%%
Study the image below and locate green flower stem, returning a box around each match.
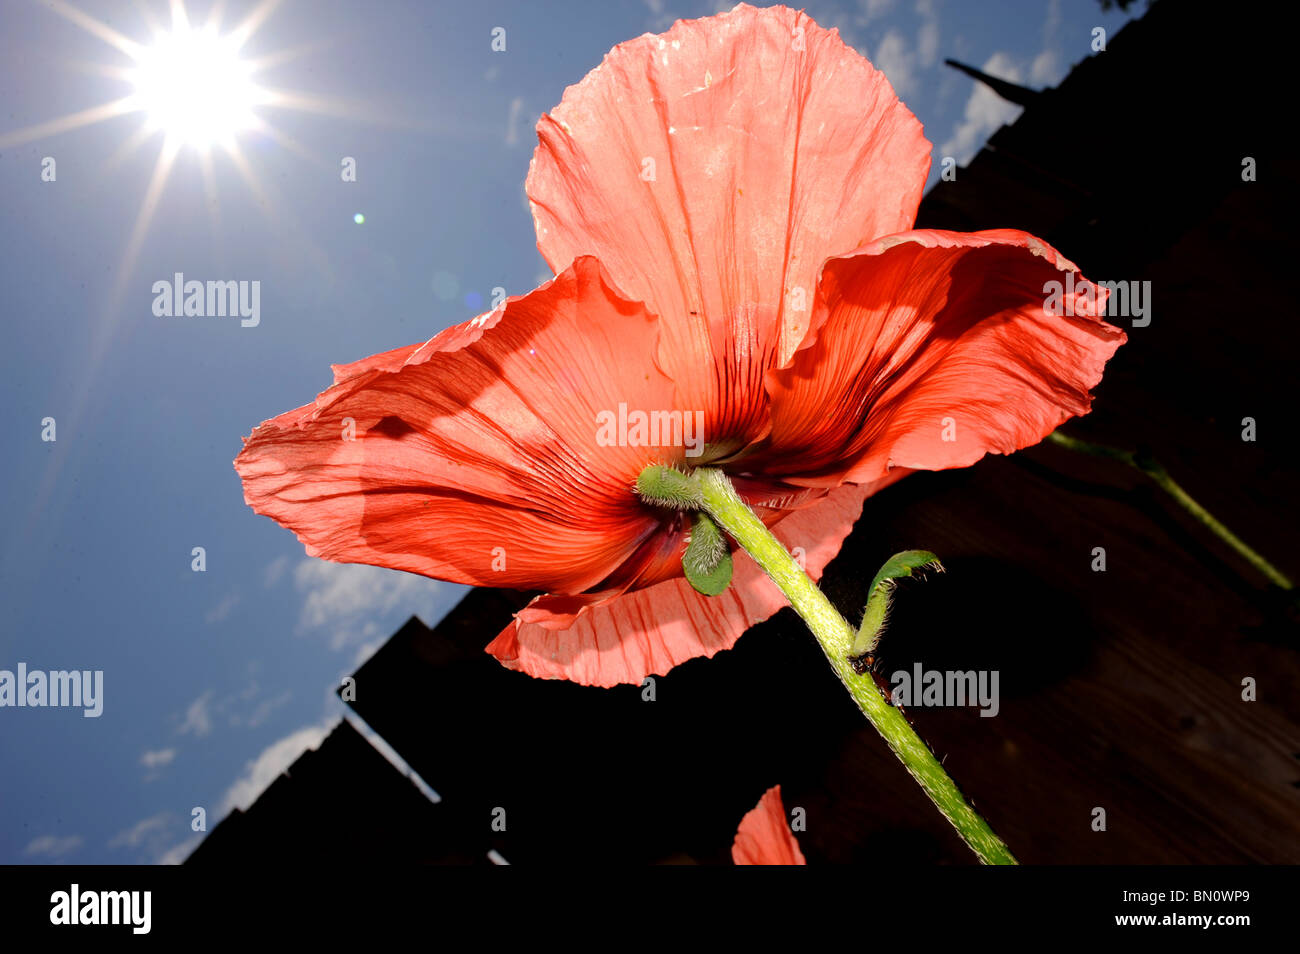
[695,468,1018,865]
[1045,431,1293,591]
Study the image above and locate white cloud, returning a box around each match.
[1030,48,1061,87]
[157,836,201,865]
[293,558,452,651]
[140,748,176,770]
[175,672,294,735]
[24,834,82,858]
[799,2,940,88]
[917,17,939,68]
[177,690,214,737]
[264,554,290,587]
[109,813,170,851]
[109,812,194,862]
[505,96,525,147]
[243,688,291,729]
[939,51,1025,166]
[219,720,335,816]
[862,0,896,22]
[873,30,916,98]
[642,0,683,31]
[1026,0,1065,89]
[352,640,382,667]
[204,591,239,624]
[1043,0,1063,44]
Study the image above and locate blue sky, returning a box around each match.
[0,0,1137,864]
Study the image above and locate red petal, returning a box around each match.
[234,257,683,593]
[733,785,807,865]
[484,471,908,686]
[526,3,930,447]
[329,341,427,386]
[760,229,1127,485]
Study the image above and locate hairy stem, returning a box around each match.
[695,468,1017,865]
[1045,430,1293,590]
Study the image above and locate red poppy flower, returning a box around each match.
[235,4,1124,687]
[732,785,806,865]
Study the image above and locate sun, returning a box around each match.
[0,0,395,351]
[0,0,389,528]
[128,25,262,149]
[0,0,394,316]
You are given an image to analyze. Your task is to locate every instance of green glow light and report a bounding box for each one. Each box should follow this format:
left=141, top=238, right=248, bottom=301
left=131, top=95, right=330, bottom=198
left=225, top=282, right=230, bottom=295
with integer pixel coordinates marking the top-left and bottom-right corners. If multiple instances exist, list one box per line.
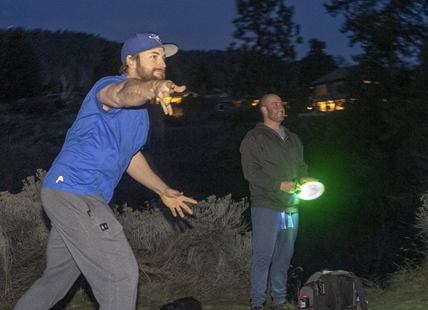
left=297, top=181, right=325, bottom=200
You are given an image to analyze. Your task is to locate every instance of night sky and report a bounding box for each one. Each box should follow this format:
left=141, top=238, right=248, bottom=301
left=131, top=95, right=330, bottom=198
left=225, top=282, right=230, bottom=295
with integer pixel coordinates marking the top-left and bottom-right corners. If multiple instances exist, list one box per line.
left=1, top=0, right=362, bottom=62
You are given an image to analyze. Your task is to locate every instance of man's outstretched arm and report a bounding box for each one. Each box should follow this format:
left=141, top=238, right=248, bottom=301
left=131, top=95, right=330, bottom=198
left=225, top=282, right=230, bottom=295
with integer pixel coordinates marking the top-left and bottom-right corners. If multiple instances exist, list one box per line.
left=97, top=79, right=185, bottom=115
left=126, top=151, right=197, bottom=217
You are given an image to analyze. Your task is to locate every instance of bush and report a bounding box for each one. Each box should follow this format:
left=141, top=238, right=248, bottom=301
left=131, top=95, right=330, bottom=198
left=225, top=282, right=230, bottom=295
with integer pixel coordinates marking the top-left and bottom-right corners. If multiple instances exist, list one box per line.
left=414, top=191, right=428, bottom=247
left=129, top=195, right=252, bottom=306
left=0, top=169, right=48, bottom=306
left=0, top=170, right=252, bottom=308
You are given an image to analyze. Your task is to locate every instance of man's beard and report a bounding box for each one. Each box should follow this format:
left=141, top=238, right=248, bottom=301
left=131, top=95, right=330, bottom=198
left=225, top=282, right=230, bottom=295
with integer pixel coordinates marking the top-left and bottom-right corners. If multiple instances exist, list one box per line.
left=268, top=112, right=284, bottom=123
left=136, top=65, right=165, bottom=81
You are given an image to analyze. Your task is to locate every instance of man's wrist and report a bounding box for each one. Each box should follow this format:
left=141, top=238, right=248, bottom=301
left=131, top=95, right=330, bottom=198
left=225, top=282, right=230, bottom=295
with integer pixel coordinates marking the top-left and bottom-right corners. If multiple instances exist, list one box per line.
left=161, top=187, right=170, bottom=196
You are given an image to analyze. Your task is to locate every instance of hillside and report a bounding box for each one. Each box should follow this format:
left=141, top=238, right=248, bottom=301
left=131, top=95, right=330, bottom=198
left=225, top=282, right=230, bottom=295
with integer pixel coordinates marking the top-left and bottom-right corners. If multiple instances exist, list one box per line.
left=0, top=28, right=237, bottom=98
left=23, top=29, right=108, bottom=91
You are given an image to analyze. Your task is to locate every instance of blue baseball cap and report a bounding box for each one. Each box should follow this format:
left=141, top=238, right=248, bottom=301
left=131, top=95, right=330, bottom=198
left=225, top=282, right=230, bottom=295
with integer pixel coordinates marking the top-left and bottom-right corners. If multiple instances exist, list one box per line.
left=121, top=32, right=178, bottom=63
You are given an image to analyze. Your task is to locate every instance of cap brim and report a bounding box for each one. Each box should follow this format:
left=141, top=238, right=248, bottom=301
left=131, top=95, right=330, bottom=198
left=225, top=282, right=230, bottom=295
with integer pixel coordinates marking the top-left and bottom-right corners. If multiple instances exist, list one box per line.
left=163, top=44, right=178, bottom=57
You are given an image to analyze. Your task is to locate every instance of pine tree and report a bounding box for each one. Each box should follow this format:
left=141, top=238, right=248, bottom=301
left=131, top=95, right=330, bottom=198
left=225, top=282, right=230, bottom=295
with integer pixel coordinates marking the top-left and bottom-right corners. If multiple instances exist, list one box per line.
left=325, top=0, right=428, bottom=69
left=232, top=0, right=301, bottom=61
left=298, top=39, right=338, bottom=86
left=229, top=0, right=301, bottom=100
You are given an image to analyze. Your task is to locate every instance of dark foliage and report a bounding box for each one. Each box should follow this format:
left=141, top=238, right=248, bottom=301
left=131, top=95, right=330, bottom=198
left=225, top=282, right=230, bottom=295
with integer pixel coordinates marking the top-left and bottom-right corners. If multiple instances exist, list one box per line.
left=23, top=29, right=107, bottom=94
left=1, top=28, right=42, bottom=100
left=92, top=41, right=122, bottom=82
left=325, top=0, right=428, bottom=68
left=0, top=32, right=9, bottom=101
left=232, top=0, right=301, bottom=60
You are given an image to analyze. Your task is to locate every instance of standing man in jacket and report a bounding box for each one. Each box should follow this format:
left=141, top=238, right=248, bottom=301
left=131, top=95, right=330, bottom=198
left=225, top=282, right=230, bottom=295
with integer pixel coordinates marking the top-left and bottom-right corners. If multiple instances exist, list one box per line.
left=14, top=32, right=197, bottom=310
left=240, top=93, right=317, bottom=310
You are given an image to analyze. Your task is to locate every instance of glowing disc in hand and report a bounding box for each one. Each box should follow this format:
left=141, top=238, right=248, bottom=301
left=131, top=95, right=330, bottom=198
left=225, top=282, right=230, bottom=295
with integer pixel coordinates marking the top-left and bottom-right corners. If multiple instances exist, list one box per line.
left=297, top=181, right=325, bottom=200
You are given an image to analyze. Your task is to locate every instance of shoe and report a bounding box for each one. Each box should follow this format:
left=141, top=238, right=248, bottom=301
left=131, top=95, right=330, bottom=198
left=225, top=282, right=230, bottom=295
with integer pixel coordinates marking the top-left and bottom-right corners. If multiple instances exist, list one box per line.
left=272, top=303, right=294, bottom=310
left=251, top=307, right=264, bottom=310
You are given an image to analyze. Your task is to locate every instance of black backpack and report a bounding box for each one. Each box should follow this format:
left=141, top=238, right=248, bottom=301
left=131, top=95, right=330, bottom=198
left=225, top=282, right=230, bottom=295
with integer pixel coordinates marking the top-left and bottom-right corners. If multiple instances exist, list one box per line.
left=160, top=297, right=202, bottom=310
left=298, top=270, right=368, bottom=310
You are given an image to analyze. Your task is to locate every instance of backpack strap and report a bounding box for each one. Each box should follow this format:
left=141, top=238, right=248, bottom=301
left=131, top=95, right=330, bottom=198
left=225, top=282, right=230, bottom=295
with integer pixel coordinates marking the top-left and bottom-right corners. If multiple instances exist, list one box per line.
left=352, top=276, right=368, bottom=310
left=339, top=272, right=368, bottom=310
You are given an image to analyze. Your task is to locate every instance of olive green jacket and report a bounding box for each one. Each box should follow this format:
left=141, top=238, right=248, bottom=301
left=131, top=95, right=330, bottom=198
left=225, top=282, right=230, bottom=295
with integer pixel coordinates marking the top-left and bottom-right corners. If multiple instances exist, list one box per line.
left=240, top=123, right=308, bottom=213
%%
* What you are asked to do: Lines from the entries that contain the string "backpack" are what must be copied.

* Response box:
You are given an image to analyze. Your task is to locate every instance of black backpack and report a bounding box for each one. Each box should follow this format:
You are given an image to analyze. Your task is to locate every instance of backpack strap and report a bounding box for each one. Each box should follow this format:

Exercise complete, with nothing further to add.